| Extrait |
Quelle porte de sortie pour l’Arabie saoudite?
Vraisemblablement assassiné par les services saoudiens, le journaliste d’opposition était un familier de la famille royale avant d’entrer en dissidence et de critiquer l’aventurisme du prince héritier
Vraisemblablement assassiné par les services saoudiens dans le consulat d’Istanbul, le journaliste d’opposition Jamal Khashoggi était un initié de la famille royale avant d’entrer en dissidence et de critiquer l’aventurisme de Mohammed ben Salmane. Portrait.
Même le président américain, Donald Trump, qui fait tout pour ménager son allié saoudien a fini par l’admettre. Le journaliste d’opposition Jamal Khashoggi, disparu le 2 octobre dernier dans le consulat du royaume à Istanbul, est «certainement mort». Son dernier employeur, le Washington Post, s’est résolu à publier mercredi sa dernière chronique. Il y est question de l’absence de liberté d’expression dans le monde arabe.
Cette liberté d’expression, Jamal Khashoggi l’a payée horriblement cher. Selon un mystérieux enregistrement relaté par un journal pro-gouvernemental turc, les doigts du journaliste, ceux-là même qui tenaient une plume de plus en plus acerbe contre la monarchie, auraient été coupés. Jamal Khashoggi aurait ensuite été décapité et démembré par une équipe venue spécialement de Riyad.

Lignes d’un jeu de données:
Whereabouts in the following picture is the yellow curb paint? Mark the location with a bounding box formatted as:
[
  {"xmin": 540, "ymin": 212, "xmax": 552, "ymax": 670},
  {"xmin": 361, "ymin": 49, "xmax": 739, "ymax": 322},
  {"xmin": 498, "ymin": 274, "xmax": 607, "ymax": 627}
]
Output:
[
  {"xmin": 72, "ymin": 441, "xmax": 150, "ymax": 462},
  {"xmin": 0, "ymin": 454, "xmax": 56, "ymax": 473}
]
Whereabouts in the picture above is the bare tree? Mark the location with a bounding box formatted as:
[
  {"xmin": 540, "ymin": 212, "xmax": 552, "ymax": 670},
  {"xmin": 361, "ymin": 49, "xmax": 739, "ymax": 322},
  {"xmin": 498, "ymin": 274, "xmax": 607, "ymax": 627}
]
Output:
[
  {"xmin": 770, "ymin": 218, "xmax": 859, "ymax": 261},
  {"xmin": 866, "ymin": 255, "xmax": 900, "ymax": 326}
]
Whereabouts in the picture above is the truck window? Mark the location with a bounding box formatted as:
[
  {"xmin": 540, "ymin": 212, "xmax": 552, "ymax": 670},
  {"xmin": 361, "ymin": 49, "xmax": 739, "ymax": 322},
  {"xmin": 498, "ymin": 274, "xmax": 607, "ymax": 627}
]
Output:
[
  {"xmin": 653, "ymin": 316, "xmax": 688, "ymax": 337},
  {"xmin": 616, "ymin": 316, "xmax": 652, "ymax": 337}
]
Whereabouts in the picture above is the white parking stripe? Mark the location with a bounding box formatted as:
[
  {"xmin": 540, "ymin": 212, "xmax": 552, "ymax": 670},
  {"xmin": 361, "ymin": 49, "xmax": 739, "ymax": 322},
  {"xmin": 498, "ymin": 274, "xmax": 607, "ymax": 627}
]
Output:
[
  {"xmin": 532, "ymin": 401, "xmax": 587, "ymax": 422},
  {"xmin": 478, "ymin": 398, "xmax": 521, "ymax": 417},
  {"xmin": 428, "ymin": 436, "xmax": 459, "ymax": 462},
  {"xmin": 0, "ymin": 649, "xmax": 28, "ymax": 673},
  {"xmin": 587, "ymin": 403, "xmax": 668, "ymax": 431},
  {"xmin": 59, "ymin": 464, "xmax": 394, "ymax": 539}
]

| Le problème |
Retapez à l’identique le passage de l’article sur Jamal Khashoggi, en commençant à « Même le président » et en terminant à « spécialement de Riyad. ».

| Réponse rédigée |
Même le président américain, Donald Trump, qui fait tout pour ménager son allié saoudien a fini par l’admettre. Le journaliste d’opposition Jamal Khashoggi, disparu le 2 octobre dernier dans le consulat du royaume à Istanbul, est «certainement mort». Son dernier employeur, le Washington Post, s’est résolu à publier mercredi sa dernière chronique. Il y est question de l’absence de liberté d’expression dans le monde arabe.
Cette liberté d’expression, Jamal Khashoggi l’a payée horriblement cher. Selon un mystérieux enregistrement relaté par un journal pro-gouvernemental turc, les doigts du journaliste, ceux-là même qui tenaient une plume de plus en plus acerbe contre la monarchie, auraient été coupés. Jamal Khashoggi aurait ensuite été décapité et démembré par une équipe venue spécialement de Riyad.